-- start of Data for the task --

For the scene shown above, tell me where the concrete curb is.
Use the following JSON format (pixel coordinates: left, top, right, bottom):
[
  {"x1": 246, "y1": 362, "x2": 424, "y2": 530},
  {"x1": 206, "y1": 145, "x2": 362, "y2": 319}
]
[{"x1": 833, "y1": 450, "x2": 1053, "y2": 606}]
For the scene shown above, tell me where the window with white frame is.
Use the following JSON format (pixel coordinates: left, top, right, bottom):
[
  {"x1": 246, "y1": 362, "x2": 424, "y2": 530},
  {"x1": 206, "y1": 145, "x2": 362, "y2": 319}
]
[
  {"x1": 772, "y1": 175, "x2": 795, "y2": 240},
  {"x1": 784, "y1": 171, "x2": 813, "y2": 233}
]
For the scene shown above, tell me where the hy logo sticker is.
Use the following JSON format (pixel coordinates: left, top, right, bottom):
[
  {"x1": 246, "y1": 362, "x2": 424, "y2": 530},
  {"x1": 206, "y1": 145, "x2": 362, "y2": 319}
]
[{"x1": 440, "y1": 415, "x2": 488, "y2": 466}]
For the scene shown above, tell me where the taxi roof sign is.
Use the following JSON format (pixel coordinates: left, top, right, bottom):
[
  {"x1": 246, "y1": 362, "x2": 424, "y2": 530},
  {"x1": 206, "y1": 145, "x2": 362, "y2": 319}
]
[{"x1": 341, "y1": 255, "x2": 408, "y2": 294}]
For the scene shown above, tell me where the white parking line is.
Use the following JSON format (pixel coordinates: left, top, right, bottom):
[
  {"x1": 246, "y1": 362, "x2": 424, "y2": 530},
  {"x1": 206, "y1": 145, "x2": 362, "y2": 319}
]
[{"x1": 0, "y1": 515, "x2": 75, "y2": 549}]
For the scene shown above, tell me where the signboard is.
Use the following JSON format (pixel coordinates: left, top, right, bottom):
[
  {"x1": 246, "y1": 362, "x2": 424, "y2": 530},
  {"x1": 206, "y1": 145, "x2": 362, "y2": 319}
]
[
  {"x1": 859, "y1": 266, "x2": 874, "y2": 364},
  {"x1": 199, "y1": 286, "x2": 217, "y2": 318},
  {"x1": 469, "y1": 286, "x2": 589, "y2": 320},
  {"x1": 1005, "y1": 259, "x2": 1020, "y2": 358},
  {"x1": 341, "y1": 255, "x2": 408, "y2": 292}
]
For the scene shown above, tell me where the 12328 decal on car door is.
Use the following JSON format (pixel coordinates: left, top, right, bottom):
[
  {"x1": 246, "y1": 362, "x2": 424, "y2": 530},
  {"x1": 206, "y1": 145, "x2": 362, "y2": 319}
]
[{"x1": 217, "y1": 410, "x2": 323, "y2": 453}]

-- end of Data for the task --

* _Exercise instructions_
Select and copy every line in the items above that contains the word "white". Case counts.

* _Task result_
For the scene shown above, tell me where the window with white frame is.
For the scene shown above, tell me where the white parking line is.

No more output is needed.